* Work order A
In the activity multiplier excerpt, translate the sentence "If it’s a 1.3 multiplier, make it a 1.2." into Spanish.
* Work order B
According to the general rule in the activity multiplier excerpt, by how much should the multiplier be reduced?
* Work order C
From the activity multiplier excerpt, copy the passage starting at "The only reason" and ending at "just too high.".

* Document extract
────

They’re taking thyroid hormone. They’re just doing so much do their body that they might as well just basically starve the shit out of themselves, because why not?

The only reason to really eat enough food, eat a good amount of food is to have enough energy for their workouts. They’re are not really worried about losing muscle or anything else. It is just a known thing that those activity multipliers that you see are just too high.

The general rule is take whatever. Wherever you fall in the sedentary one, three hour, four to six hour [inaudible 38:36] whatever it is, whatever that multiplier is, reduce it by one-tenth.

If it’s a 1.3 multiplier, make it a 1.2. Unless you know you have a very fast metabolism, unless you’ve been one of those people that’s been lean your entire life. You’ve always had trouble gaining weight, you’ve always been eating a lot of food, then you probably could actually just stick with the normal multipliers or maybe you need to go higher.

I do run into people every once in a while I run into guys, very fast metabolism, they have to eat a lot of food to gain weight. For the average person, if you take that activity multiplier and just reduce it by one-tenth in terms of decimal points, reduce the tenth slot by one, then that would be more accurate.

Another kind of common mistake regarding energy expenditure is just assuming that you’re burning more energy while exercising than you are. I like to use the activity multiplier method for turning my calories. It’s simpler. You don’t have to try to adjust things on a day to day basis.

────

Stored data entries
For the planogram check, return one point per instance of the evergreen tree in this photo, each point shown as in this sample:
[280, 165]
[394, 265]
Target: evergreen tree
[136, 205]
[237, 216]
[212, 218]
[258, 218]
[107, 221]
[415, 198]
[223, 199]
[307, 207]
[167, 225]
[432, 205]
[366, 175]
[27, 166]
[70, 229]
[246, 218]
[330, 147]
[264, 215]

────

* Exercise solution A
Si es un multiplicador de 1,3, conviértelo en 1,2.

* Exercise solution B
By one-tenth.

* Exercise solution C
The only reason to really eat enough food, eat a good amount of food is to have enough energy for their workouts. They’re are not really worried about losing muscle or anything else. It is just a known thing that those activity multipliers that you see are just too high.